■ **Work request A**:
Which people does the passage on Mabanckou and Baldwin mention by name? List all of them.
■ **Work request B**:
Could you carry the passage on Mabanckou and Baldwin forward from its final sentence, keeping its voice?

■ **Provided passage**:
□ □ □ □ □

Mabanckou aligns himself with Baldwin on aesthetic grounds: “Self-criticism is a commodity we no longer find in the marketplace.  Add to that the absence of thoughtful and objective reflection, and the coming together of people is further undermined, and the path down the famous ‘competition for victimhood’ further widened.”  The bone of contention in Mabanckou’s remark is surely the term objective, because of its activation, a few pages later, in a consideration of black American popular culture as principally a subculture, in the eyes of the children of immigrants, deracinated and disenfranchised, who adopt it out of an urge to rebel, confined within a role that the mainstream has written for them to play.

Here is Sara Meli Ansari’s English translation of Mabankcou, on Baldwin’s life as an expatriate in Paris, including the original English of literary theorist Dominic Thomas, whom Mabanckou is quoting: “Paris in this way becomes for you a true laboratory, playing ‘a defining role in the elaboration of the “African experience,” in the formulation and reformulation of a global blackness.’”  And here is the original French text of Mabanckou, containing his French version of Dominic Thomas: «Paris devient ainsi pour toi un veritable laboratoire “jouant un rôle dans l’élaboration de l’ ‘expérience africaine,’ dans la formulation et reformulation de la condition noire vue dans son ensemble.”» Global blackness becomes la condition noire vue dans son ensemble, the black condition seen in the aggregate, perhaps.  Mabanckou’s translation is more specified, and less pointed, blunted because no longer generalized, no longer grand in its appropriation—so glaring in the original, when we read it alongside Mabanckou’s version—of the jargon word global, on loan, in literary studies, from disciplines with which the field shares few if any assumptions, and applied to blackness, in a collocation on which Mabanckou, whose Sorbonne lectures on negritude are archived online, has commented by omitting half of it.  

To understand this passage I think we need to consider it in the context of what Mabanckou will state elsewhere in the book about exactly how he interprets Baldwin, how, for example, he considers Giovanni’s Room to represent the height of his artistic achievement, because in writing this novel the young Baldwin defied the taboo against homosexuality and the taboo against breaking ranks with his fellow black artists, supposedly forsaking the struggle for civil rights, for fame’s sake.  Mabanckou is trying to carry the light of Baldwin forward, or away, toward now, into a world that has changed since he wrote his books, and in which anyway Mabanckou has a very different perspective as a black African—although not, to the confusion of white Parisians, Senegalese, but Congolese, from, moreover, Congo-Brazzaville, not the other Congo (yes, there are two)—whereby he critiques, from the vantage of Los Angeles, black American commercial products of mass culture that are able to be worn as a mask of rebellion by the children of immigrants around the world:  

I am sure that it would be to them that you would address your words, though not to scold them, but to look them in the eyes.

□ □ □ □ □

■ **Excerpted records**:
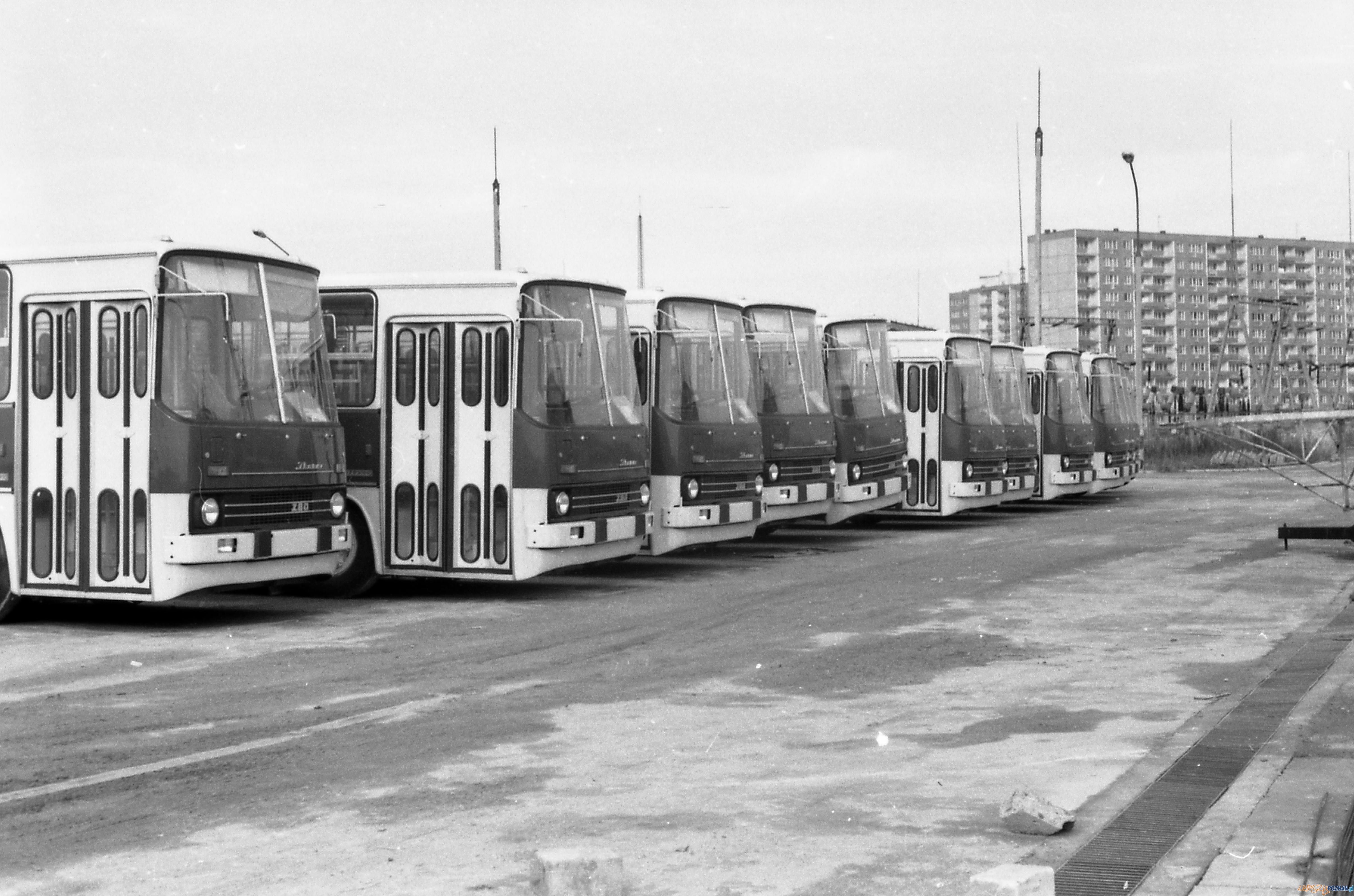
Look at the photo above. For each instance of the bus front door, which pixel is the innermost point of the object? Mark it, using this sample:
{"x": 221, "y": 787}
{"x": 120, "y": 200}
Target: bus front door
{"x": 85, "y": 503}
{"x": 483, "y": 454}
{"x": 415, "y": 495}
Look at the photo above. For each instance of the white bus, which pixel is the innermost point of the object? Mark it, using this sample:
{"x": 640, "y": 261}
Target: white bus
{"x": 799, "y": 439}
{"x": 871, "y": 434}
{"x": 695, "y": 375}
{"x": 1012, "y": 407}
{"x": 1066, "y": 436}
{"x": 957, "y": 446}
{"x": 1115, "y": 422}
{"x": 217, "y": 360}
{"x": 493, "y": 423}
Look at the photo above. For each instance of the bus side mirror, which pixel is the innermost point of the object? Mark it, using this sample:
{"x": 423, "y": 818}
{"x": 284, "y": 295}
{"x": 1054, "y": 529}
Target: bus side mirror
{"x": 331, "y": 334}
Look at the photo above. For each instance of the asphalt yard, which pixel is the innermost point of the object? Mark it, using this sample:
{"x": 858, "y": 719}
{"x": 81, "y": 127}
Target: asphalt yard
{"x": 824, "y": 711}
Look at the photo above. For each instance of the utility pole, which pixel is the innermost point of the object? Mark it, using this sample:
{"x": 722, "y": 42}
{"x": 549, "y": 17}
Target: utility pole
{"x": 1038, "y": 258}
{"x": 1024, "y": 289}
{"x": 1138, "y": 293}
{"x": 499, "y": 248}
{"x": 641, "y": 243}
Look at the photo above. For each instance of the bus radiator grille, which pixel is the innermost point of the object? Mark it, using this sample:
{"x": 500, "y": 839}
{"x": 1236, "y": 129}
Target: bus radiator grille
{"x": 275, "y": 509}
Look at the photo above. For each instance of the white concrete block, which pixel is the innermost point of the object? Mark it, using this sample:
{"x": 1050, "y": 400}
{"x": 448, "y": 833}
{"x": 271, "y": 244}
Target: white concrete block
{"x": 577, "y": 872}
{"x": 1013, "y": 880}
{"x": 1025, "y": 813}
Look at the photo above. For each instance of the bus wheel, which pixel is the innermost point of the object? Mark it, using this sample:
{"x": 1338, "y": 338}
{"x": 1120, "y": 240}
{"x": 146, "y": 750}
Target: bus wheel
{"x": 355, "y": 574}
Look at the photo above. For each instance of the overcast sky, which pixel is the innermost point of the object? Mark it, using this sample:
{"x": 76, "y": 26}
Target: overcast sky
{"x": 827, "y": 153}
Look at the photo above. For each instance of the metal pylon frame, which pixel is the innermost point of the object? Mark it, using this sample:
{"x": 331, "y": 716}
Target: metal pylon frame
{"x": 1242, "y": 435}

□ □ □ □ □

■ **Answer area A**:
Mabanckou, Baldwin, Sara Meli Ansari, Dominic Thomas

■ **Answer area B**:
You would tell them that the attitude of the eternal victim could not for much longer absolve them of their inaction, their equivocation.

You would tell them that their current condition stems, directly or indirectly, from their own illusions, confusion, and their one-sided reading of history…

Instead of seeking out the definition of one’s status, one is better served by interpreting and untangling the meaning of words, what they convey, what they imply, for the destiny of the person of color.

I think this “objective reflection” of Mabanckou’s is, in part, his critique of the contemporary United States, and I think it is its pretense or ambition to reflect objectively on the condition of people of color worldwide, that could be seen, if one wants it to be, as a challenge, especially to the young writer from the United States today, the young writer of color in particular.  Moreover, and finally, it fits into the pattern of the foreign repetition in a finer tone of the domestic pop product: as Poe returns refined by Baudelaire in a critique, so too does Baldwin return to us in the form of a finer critique from Mabanckou.

The admonitory quality of Mabanckou’s text—if that is what it is—fades, for me, behind its performance of a drama, the invocation of a muse, a fantasy brother and father to an only child, as a way to approach the new country in imagination and also to keep one’s distance, to engage its hospitality and its hostility.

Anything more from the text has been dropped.